→ Activity 1
Revise the stretch of the PHP upload post from "The file is stored." through "the image itself.", changing "webbrowser" to "browser window".
→ Activity 2
In the PHP upload post, for which file type does viewing the file's content work?

→ Source passage
I have an html document which allows the user to brows and upload a file. When the user press the button "View file" then the php document is called. And its my php document that I have problems with.
The file is stored. The info about the file is printed (in the webbrowser) so the user see for example size and mime-type of the file. The content of the file is also supposed to be viewed and it works for .txt files, but not for any image files. The info about the image files are printed, but not the image itself.
In all tutorials the show how to open files with fopen(). But its only about .txt files, never anything about image files. At least I havn't found it (or understood that it is useful). Is there anyone that knows how to do? I attach the part of the code that I have problems with.
(The content in the header of the php document is multipart/form-data)
Code: Select all
$fileSize = $_FILES['uploadedfile']['size'];
$fileName = $_FILES['uploadedfile']['name'];
$contentType = $_FILES['uploadedfile']['type'];
echo "Filstorlek: ".$fileSize."<br/>"; //File size is printed. Works for all types of files.
echo "Filnamn: ".$fileName."<br/>"; //File name is printed. Works for all types of files.
echo "Mimetyp: ".$contentType."<br/>"; //The mime-type of the file is printed. Works for all types of files.
header("Content-Type: " .$contentType); //Changes the mime-type to the uploaded doc's mime? Dont think this works.
$file = fopen("uploads/$fileName", 'r'); //Works for .txt files
while(!feof($file)){ //This works for .txt files.
$strLine = fgets($file);
echo "$strLine<br/>";
}
echo "<p>";
if(!fclose($file))
echo "<p>Error closing file!</p>";

→ Data
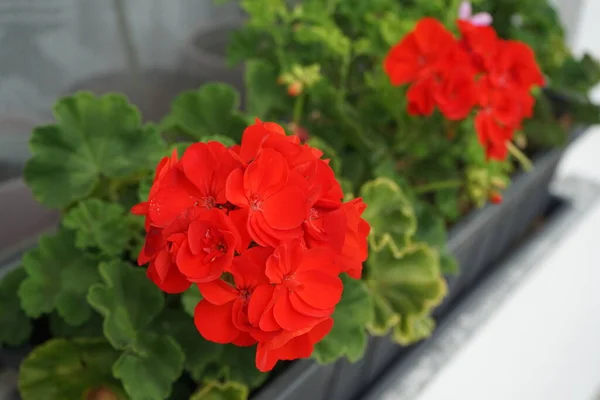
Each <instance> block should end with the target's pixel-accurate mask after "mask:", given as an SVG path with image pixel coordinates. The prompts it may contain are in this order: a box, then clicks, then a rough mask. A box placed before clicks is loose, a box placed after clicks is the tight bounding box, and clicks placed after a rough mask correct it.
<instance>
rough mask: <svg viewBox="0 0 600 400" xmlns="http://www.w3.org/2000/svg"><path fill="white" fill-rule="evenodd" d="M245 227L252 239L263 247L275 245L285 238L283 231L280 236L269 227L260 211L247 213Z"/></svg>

→ Result 1
The file is stored. The info about the file is printed (in the browser window) so the user see for example size and mime-type of the file. The content of the file is also supposed to be viewed and it works for .txt files, but not for any image files. The info about the image files are printed, but not the image itself.

→ Result 2
.txt files